I weld cast alum very often. Very often. The filler wire is far less important than cleaning and preheating. Im my opinion (25 years if welding) the fillers that are recomended for cast are a  shot in the dark since the mixes of content vary from piece to piece.
Clean it, Heat it, Clean it again, heat it again, clean it again, heat it again etc etc. Every time you heat it, More crap will come out of the casting.
Before I cut my "V" into the work piece I will run a few test puddles with different filler wires to find the best one IF I an not familiar with the brand/recipie of casting. When i get Harley cases/heads in to weld, I know by the years what is the best filler. When I get in Auto racing heads and blocks the manufactures will usually tell you the alloy and even the filler wire, as they are made to be repairable.
More times than notthe better quality castings weld welll with a 5000 series filler and the cheaper stuff seams to fall into a 3000 series.


----------



## Uglydog (Aug 21, 2013)

This is the arm off a French made engraver. It's ground and polished. As you suggest I thought I'd play with puddles/rod selection before I V notch. Go really slow and attempt to keep the heat low. She's broken right at the knuckle. I've never used 4077 before. Rumor from "Welding Tips & Tricks" is that it has a high silicon content and therefore works better to combat porosity. 



jamie76x said:


> I weld cast alum very often. Very often. The filler wire is far less important than cleaning and preheating. Im my opinion (25 years if welding) the fillers that are recomended for cast are a  shot in the dark since the mixes of content vary from piece to piece.

Stated exercise 1:
Do these statements agree with the thread on welding cast aluminum? Answer yes or no for each, and quote the words of the thread that settle it.
(a) Cleaning and preheating count for more than the choice of filler wire.
(b) Makers of auto racing heads and blocks usually give the alloy.
(c) Uglydog has welded with 4077 before.
Stated exercise 2:
What does the thread on welding cast aluminum state in answer to these?
(a) Which filler series do better quality castings usually weld well with?
(b) Where is the engraver arm broken?
(c) In what country was the engraver made?
Stated exercise 3:
Can you resume the thread on welding cast aluminum from the point where it stops?
The data that comes after this thread isn't needed for anything here.

Given information:
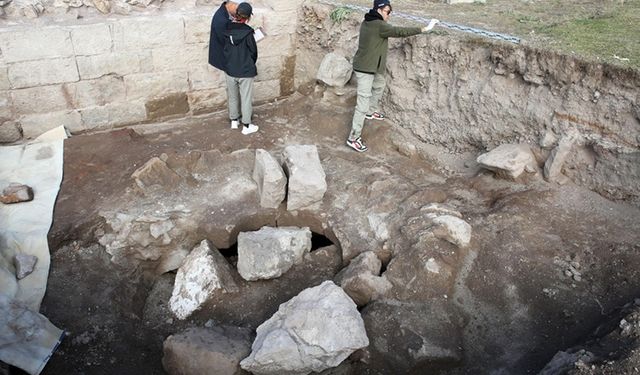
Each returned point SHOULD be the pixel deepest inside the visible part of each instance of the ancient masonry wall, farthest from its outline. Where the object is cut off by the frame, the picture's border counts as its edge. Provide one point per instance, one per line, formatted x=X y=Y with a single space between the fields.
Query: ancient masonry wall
x=106 y=72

Written reply 1:
(a) Yes: "The filler wire is far less important than cleaning and preheating."
(b) Yes: "the manufactures will usually tell you the alloy and even the filler wire"
(c) No: "I've never used 4077 before."

Written reply 2:
(a) A 5000 series filler.
(b) Right at the knuckle.
(c) France.

Written reply 3:
> Clean it, Heat it, Clean it again, heat it again, clean it again, heat it again etc etc. Every time you heat it, More crap will come out of the casting.
> Before I cut my "V" into the work piece I will run a few test puddles with different filler wires to find the best one IF I an not familiar with the brand/recipie of casting. When i get Harley cases/heads in to weld, I know by the years what is the best filler. When I get in Auto racing heads and blocks the manufactures will usually tell you the alloy and even the filler wire, as they are made to be repairable.
> More times than notthe better quality castings weld welll with a 5000 series filler and the cheaper stuff seams to fall into a 3000 series.



- - - Updated - - -



Tony Wells said:


> That's quite a bit of filler rod for something you don't need often. I'll talk to my guys locally. I don't believe I have any.



Thank you Tony.


----------



## Tony Wells (Aug 21, 2013)

Daryl, I talked to my go-to guys, now owned by Matheson (was a local outfit for nearly 60 years), and no good for them. They said they sold a lot of 4043 for cast aluminum. Did not stock 4077. I have a friend who is a world class tig man yet to consult. Ex Navy welder, all the certs there are, I suppose, including deep nuclear. He's good, that I know. When I get in trouble, he's the answer. I need to talk to him anyway, because as it happens, I have a casting I need to repair. Kind of in the boat with you here. I'll let you know what he says. I can take it to the bank when he gives me welding advice. I have never in 25 years been steered wrong by him.


----------



## Ray C (Aug 21, 2013)

The lawn mower / tractor repair place sends me cast aluminum parts for welding all the time -and for the most part, I don't accept the jobs unless I can totally reproduce the part in some other metal.  Just as someone mentioned earlier, there are so many kinds of cast aluminum, that welding some random piece is a crap-shoot.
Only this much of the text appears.